* TASK STATEMENT: Go through the data below and copy each line that includes "beard".

* PROVIDED DATA:
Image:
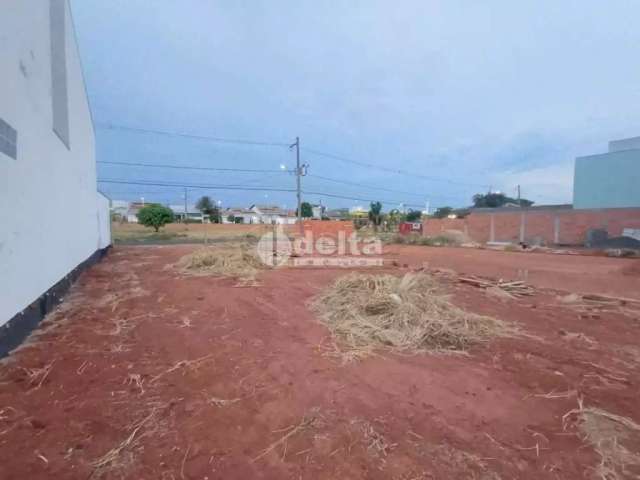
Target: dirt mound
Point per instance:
(408, 313)
(633, 269)
(613, 437)
(229, 261)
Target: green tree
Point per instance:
(495, 200)
(375, 213)
(443, 212)
(306, 209)
(155, 215)
(205, 205)
(414, 215)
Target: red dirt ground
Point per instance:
(114, 349)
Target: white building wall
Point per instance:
(50, 220)
(103, 215)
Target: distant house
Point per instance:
(192, 213)
(337, 214)
(239, 215)
(132, 211)
(119, 209)
(318, 211)
(271, 214)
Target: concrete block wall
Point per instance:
(561, 226)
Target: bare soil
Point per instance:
(145, 373)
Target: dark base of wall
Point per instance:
(23, 323)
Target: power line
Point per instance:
(390, 170)
(192, 167)
(201, 187)
(361, 199)
(112, 126)
(249, 188)
(375, 187)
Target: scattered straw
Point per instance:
(112, 457)
(377, 444)
(183, 365)
(464, 464)
(223, 402)
(37, 376)
(307, 422)
(409, 313)
(229, 261)
(612, 436)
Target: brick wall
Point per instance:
(561, 226)
(324, 228)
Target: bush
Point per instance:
(155, 215)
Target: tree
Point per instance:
(375, 213)
(495, 200)
(205, 205)
(155, 215)
(306, 209)
(413, 216)
(443, 212)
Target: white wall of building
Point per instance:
(52, 217)
(103, 215)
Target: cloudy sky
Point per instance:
(459, 96)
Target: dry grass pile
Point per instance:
(409, 313)
(615, 438)
(229, 261)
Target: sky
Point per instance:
(459, 96)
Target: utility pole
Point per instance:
(298, 184)
(185, 204)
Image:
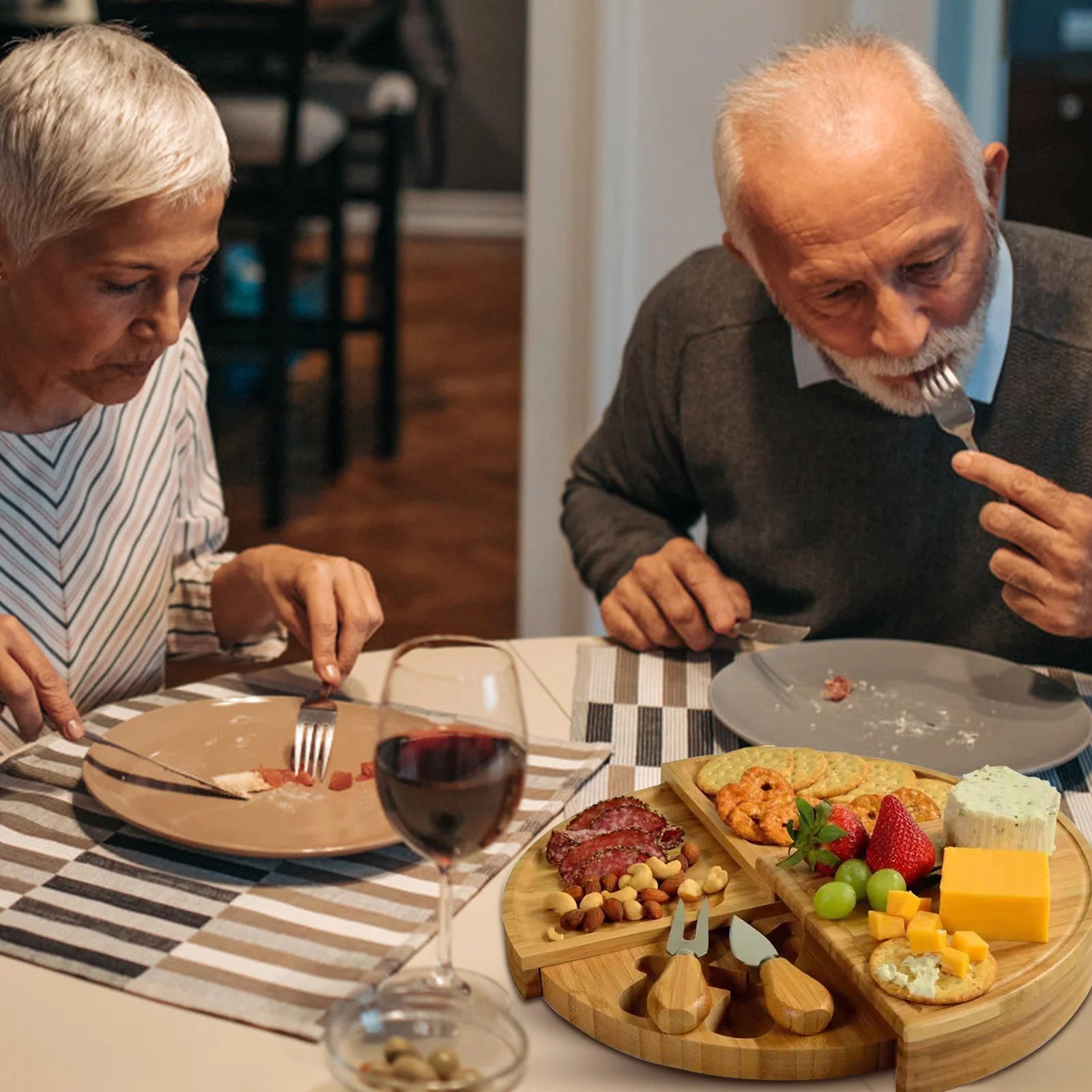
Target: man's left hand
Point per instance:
(1048, 567)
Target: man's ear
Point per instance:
(995, 160)
(734, 250)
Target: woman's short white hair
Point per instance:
(826, 72)
(93, 118)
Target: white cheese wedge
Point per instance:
(997, 808)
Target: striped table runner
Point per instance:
(653, 708)
(269, 943)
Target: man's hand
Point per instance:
(328, 603)
(674, 598)
(1048, 576)
(30, 687)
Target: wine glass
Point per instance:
(449, 769)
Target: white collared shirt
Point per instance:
(813, 367)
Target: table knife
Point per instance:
(220, 790)
(794, 999)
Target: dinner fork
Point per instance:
(949, 405)
(315, 734)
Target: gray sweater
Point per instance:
(827, 508)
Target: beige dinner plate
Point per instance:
(213, 737)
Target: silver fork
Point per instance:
(947, 402)
(315, 734)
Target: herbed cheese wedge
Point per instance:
(997, 808)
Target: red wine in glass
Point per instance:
(451, 791)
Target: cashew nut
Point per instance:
(560, 901)
(662, 870)
(715, 880)
(689, 890)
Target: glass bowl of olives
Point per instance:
(423, 1041)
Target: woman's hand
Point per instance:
(329, 604)
(30, 686)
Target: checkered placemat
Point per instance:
(653, 708)
(269, 943)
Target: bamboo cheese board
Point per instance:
(1039, 986)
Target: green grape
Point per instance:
(857, 874)
(879, 884)
(835, 900)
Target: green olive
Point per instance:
(412, 1067)
(396, 1046)
(445, 1061)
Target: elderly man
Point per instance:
(771, 386)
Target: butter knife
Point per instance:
(220, 790)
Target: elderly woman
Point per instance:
(114, 171)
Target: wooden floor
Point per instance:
(437, 524)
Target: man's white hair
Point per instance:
(831, 74)
(94, 118)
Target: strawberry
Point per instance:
(854, 842)
(814, 835)
(899, 844)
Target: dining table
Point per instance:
(58, 1031)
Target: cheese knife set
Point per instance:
(767, 988)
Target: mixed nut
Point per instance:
(640, 893)
(403, 1062)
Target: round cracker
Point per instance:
(884, 777)
(949, 990)
(808, 767)
(728, 769)
(844, 773)
(937, 791)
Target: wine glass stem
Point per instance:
(445, 973)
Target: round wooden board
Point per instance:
(604, 996)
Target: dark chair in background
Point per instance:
(287, 156)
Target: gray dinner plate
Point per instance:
(926, 704)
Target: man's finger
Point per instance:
(1032, 493)
(1033, 536)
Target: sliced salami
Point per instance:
(573, 866)
(586, 819)
(617, 860)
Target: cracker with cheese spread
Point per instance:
(915, 982)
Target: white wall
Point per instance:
(620, 188)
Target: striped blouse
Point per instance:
(111, 531)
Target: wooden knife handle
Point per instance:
(794, 999)
(680, 999)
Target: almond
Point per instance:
(593, 920)
(671, 886)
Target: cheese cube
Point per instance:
(955, 962)
(924, 920)
(1002, 895)
(885, 926)
(924, 939)
(968, 942)
(904, 904)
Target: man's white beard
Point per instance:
(956, 345)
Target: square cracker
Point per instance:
(808, 767)
(949, 990)
(728, 769)
(844, 773)
(884, 777)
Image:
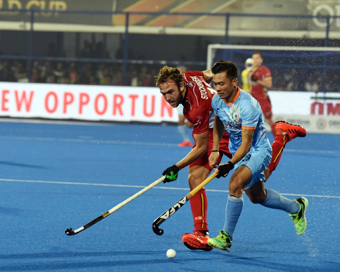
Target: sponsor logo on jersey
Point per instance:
(203, 90)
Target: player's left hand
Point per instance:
(171, 173)
(224, 169)
(253, 78)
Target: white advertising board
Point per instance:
(317, 113)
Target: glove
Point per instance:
(170, 173)
(253, 78)
(224, 169)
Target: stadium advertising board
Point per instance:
(107, 103)
(14, 14)
(318, 113)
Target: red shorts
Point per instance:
(224, 150)
(266, 107)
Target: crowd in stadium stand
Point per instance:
(143, 75)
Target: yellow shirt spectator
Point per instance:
(246, 84)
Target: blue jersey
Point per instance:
(243, 112)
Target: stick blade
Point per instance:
(69, 232)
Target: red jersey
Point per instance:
(258, 91)
(197, 105)
(198, 110)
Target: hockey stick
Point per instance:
(178, 205)
(69, 231)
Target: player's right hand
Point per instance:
(224, 169)
(213, 159)
(171, 173)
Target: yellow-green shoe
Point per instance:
(299, 218)
(222, 241)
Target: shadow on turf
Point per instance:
(22, 165)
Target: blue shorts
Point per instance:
(257, 161)
(180, 109)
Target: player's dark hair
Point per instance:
(257, 53)
(169, 73)
(225, 66)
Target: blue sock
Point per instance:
(276, 201)
(232, 213)
(183, 131)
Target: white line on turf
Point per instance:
(139, 186)
(83, 140)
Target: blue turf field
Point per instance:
(55, 176)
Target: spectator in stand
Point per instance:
(246, 84)
(73, 75)
(311, 84)
(59, 72)
(86, 52)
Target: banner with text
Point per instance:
(107, 103)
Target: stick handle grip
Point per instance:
(160, 219)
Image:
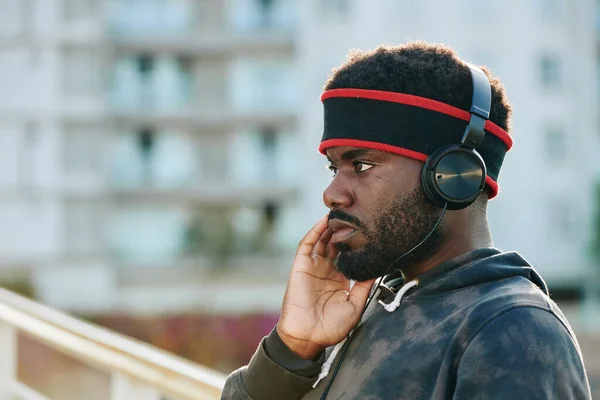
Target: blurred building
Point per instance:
(160, 155)
(149, 147)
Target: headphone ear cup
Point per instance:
(453, 175)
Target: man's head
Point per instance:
(376, 148)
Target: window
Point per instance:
(556, 144)
(146, 140)
(263, 84)
(549, 11)
(550, 71)
(214, 152)
(253, 15)
(336, 8)
(16, 17)
(27, 161)
(561, 215)
(76, 10)
(82, 228)
(268, 149)
(82, 73)
(82, 150)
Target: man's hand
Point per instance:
(319, 309)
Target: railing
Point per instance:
(137, 370)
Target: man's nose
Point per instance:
(337, 195)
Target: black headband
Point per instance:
(404, 124)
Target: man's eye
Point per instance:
(362, 167)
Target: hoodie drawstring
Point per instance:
(396, 303)
(325, 367)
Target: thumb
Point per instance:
(359, 294)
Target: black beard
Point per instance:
(395, 232)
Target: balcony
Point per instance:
(207, 27)
(133, 369)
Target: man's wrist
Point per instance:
(302, 348)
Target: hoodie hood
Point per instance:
(473, 268)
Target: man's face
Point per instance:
(378, 212)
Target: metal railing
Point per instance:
(138, 371)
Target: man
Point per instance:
(415, 161)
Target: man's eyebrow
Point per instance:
(356, 153)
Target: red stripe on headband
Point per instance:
(415, 155)
(417, 101)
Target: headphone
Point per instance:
(454, 175)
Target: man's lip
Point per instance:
(342, 235)
(336, 225)
(342, 231)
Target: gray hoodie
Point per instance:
(480, 326)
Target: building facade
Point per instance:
(154, 149)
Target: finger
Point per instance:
(332, 252)
(321, 246)
(359, 294)
(312, 237)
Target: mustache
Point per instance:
(342, 216)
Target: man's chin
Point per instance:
(352, 264)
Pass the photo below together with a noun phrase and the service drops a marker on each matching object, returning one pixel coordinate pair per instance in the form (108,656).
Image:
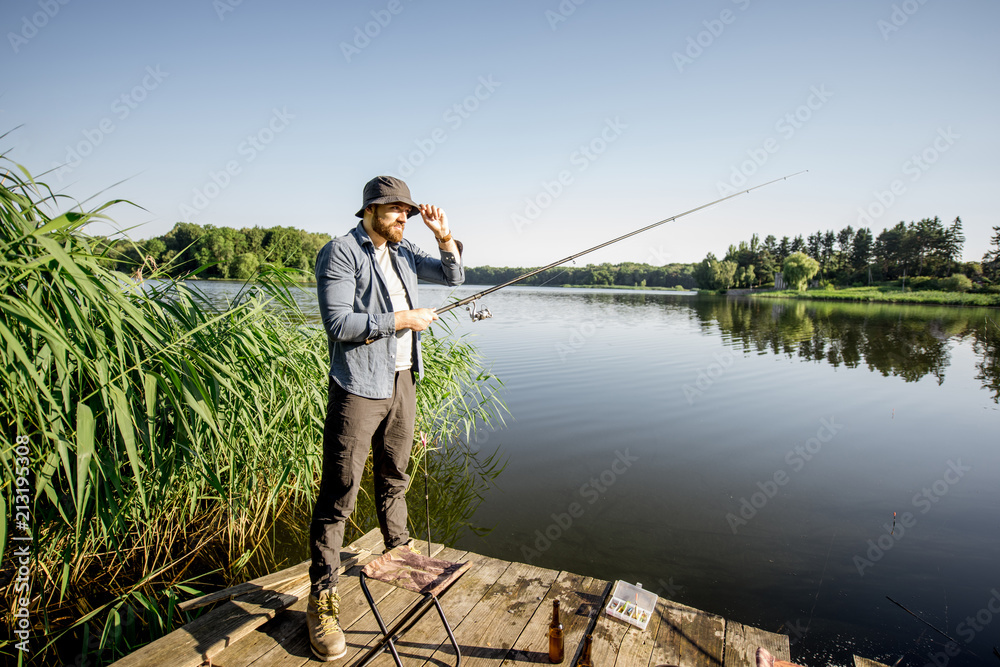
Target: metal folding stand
(429,577)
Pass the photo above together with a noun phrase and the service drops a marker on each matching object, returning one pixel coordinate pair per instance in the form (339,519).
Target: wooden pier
(499,611)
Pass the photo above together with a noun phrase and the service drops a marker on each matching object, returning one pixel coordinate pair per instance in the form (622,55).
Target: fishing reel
(478,315)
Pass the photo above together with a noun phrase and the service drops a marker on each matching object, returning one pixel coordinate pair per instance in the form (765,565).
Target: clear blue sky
(244,112)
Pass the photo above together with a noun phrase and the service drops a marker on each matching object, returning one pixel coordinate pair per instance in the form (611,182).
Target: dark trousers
(353,426)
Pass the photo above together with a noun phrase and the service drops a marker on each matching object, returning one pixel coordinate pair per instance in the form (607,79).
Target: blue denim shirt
(355,306)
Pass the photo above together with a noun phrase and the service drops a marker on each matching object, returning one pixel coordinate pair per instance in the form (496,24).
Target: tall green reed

* RESPONSE AREA:
Target: man's white beard
Target: black beard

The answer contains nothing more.